[Stored items]
────────────────────────────────────────
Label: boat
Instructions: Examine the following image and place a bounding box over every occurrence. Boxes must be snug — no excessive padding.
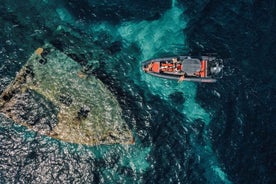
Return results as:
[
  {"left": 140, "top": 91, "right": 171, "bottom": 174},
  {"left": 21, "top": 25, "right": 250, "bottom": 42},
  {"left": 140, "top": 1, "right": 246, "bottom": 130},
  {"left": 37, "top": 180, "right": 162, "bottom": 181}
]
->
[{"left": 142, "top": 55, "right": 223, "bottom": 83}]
────────────────────────────────────────
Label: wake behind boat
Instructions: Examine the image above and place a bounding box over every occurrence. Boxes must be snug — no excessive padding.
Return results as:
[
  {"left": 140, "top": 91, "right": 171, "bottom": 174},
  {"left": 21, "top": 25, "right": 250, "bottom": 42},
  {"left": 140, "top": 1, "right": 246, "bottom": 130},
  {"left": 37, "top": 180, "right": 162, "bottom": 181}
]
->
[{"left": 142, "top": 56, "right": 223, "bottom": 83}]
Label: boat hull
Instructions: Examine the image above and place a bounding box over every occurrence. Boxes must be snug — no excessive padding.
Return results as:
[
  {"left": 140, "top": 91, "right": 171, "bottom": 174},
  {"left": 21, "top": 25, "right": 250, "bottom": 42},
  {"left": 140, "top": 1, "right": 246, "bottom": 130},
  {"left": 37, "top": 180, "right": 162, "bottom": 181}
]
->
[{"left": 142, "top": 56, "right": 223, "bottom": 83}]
────────────────────────────────────────
- [EXERCISE DESCRIPTION]:
Looking at the entries, state how many lines hold the string "boat", with the number as the sole reply.

- [SOLUTION]:
3